Point-based annotation data:
——————
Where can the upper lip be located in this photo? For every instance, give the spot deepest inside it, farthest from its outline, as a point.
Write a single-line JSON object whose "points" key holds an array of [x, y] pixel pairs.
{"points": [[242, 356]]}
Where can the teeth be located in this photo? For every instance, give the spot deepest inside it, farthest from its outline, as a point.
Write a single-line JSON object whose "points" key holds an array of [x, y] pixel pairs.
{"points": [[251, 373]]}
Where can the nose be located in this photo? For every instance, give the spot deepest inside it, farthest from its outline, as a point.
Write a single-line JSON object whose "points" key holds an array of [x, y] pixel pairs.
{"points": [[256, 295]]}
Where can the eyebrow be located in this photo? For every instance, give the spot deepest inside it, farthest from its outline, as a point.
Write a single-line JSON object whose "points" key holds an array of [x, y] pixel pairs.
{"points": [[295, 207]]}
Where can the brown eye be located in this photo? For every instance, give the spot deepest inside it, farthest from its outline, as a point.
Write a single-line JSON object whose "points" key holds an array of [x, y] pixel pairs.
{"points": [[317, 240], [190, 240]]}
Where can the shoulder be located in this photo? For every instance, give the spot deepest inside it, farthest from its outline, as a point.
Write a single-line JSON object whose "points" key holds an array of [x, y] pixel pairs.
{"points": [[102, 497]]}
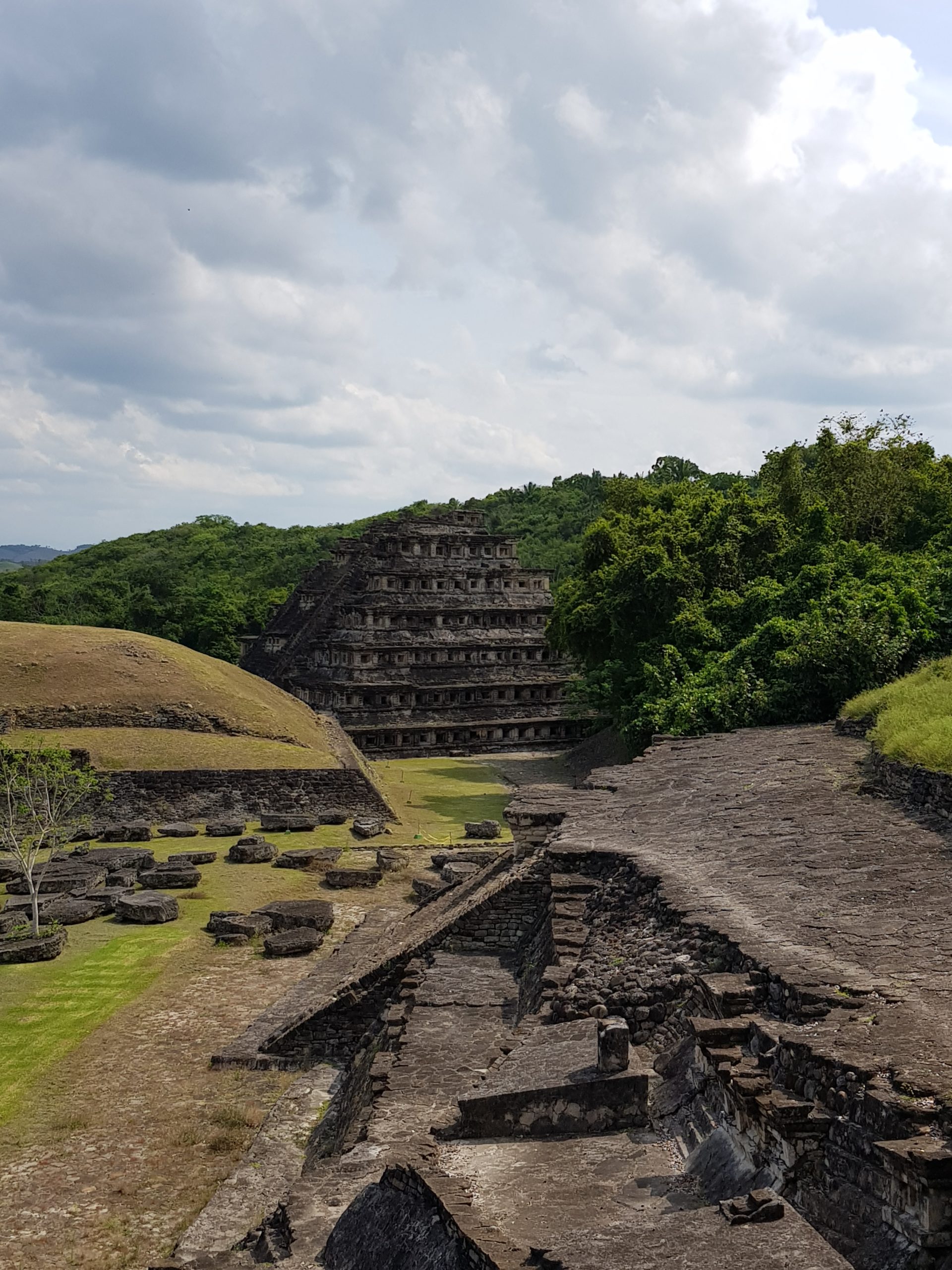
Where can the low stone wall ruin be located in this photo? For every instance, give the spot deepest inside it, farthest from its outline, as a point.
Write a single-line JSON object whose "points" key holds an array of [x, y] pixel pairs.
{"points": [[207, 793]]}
——————
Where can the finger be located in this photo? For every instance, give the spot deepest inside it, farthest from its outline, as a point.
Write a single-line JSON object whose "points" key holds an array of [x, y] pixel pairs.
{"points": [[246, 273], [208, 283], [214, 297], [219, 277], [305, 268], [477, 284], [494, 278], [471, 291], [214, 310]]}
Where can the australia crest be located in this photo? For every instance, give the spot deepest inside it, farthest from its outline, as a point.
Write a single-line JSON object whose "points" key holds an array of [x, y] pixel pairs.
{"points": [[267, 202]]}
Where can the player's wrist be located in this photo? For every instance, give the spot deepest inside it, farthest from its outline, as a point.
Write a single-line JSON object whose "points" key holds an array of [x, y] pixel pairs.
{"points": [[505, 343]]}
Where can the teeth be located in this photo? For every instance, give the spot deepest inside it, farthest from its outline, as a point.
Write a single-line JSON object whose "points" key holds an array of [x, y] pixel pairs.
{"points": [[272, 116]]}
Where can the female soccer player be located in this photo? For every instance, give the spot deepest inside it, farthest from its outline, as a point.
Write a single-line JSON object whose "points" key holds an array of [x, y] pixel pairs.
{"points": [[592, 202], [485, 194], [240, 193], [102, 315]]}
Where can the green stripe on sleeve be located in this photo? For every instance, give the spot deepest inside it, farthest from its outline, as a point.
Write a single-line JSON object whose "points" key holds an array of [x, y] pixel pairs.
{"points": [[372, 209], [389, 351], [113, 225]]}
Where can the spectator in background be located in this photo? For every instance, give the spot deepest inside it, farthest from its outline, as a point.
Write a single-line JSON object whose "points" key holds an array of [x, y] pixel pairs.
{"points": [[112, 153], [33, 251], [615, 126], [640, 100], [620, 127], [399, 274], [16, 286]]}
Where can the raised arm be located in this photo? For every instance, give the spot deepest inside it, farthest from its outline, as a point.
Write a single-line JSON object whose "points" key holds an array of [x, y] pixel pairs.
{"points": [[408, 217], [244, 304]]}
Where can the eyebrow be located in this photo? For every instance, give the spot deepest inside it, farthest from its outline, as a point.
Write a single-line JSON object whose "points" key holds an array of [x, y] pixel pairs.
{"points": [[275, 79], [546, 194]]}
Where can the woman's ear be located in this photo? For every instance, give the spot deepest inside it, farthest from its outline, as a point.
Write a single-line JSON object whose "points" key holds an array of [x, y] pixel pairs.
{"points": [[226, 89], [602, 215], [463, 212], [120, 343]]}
——————
Task description
Find every line in the records that contains the string "player", treating uppercase and lowercase as different, and copy each one.

Task solution
Where can the player's wrist be located in this photo? For every instance, give the spot deepest inside it, farthest from its outline, as a point.
Where can the female soccer player be located in this photo? For every instance, give the spot deepest inside it, farthest from its outline, as a point.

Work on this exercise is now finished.